» What to work on: Begin with the opening line of the records and extract each line through the one holding "point(162, 68)"; pictures are not part of the copy.

» The data:
##############################

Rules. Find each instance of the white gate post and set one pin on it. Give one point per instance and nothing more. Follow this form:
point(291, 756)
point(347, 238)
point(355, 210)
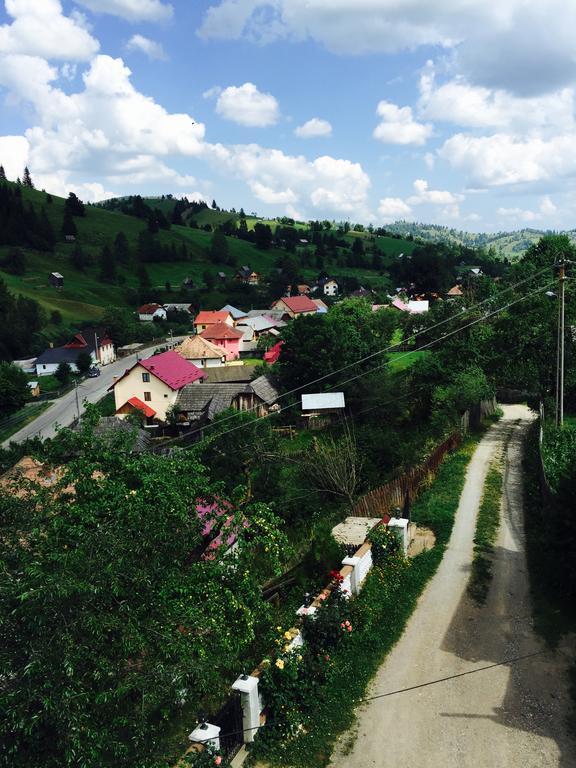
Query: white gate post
point(248, 688)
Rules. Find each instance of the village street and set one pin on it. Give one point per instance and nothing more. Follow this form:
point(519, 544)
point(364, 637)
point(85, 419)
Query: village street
point(511, 715)
point(63, 410)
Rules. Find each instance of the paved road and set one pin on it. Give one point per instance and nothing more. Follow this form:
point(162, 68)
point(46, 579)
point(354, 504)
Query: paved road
point(511, 716)
point(64, 410)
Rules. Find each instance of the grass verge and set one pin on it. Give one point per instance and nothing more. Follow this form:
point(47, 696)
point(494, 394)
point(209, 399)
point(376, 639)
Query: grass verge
point(487, 525)
point(20, 419)
point(379, 616)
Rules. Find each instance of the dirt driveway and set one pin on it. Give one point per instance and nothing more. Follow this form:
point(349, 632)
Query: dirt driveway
point(510, 716)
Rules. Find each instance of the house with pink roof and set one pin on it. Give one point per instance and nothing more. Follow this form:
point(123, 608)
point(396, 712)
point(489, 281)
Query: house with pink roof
point(222, 335)
point(152, 385)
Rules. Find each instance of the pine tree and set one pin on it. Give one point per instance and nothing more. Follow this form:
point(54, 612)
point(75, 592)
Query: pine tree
point(27, 179)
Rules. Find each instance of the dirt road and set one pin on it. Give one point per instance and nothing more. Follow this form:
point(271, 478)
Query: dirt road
point(510, 716)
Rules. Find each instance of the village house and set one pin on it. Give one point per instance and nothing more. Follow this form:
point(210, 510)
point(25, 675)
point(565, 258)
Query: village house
point(149, 312)
point(295, 306)
point(100, 349)
point(208, 318)
point(201, 352)
point(56, 280)
point(225, 337)
point(200, 405)
point(247, 276)
point(151, 386)
point(237, 314)
point(328, 286)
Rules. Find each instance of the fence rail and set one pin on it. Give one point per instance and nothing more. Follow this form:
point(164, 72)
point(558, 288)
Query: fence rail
point(405, 488)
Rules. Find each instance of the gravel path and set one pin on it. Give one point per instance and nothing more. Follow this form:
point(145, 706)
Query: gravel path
point(511, 716)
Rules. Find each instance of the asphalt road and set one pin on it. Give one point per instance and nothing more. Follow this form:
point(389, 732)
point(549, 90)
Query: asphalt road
point(65, 409)
point(512, 715)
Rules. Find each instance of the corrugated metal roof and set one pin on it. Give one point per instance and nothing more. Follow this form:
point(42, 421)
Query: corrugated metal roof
point(323, 401)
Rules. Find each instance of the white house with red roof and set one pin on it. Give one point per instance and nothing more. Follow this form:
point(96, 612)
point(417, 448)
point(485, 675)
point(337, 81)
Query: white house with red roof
point(296, 306)
point(152, 385)
point(207, 318)
point(225, 337)
point(149, 312)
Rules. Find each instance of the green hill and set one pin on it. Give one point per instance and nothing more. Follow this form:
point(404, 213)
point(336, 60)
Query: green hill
point(85, 295)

##############################

» Your response:
Rules. Find each instance of the white gate post and set one pin on it. Give one point per instance and nothing more. Follow this form:
point(291, 756)
point(347, 238)
point(355, 210)
Query: white gate post
point(248, 688)
Rules. Find each instance of the village street and set one pin on it. Give one point per instance and nothing more. Follow this form:
point(519, 544)
point(364, 637)
point(85, 419)
Query: village street
point(511, 715)
point(63, 410)
Rules. Find each instance of the paved road and set one pin on it. Give one point per instance and nothing more. Follow this form:
point(162, 68)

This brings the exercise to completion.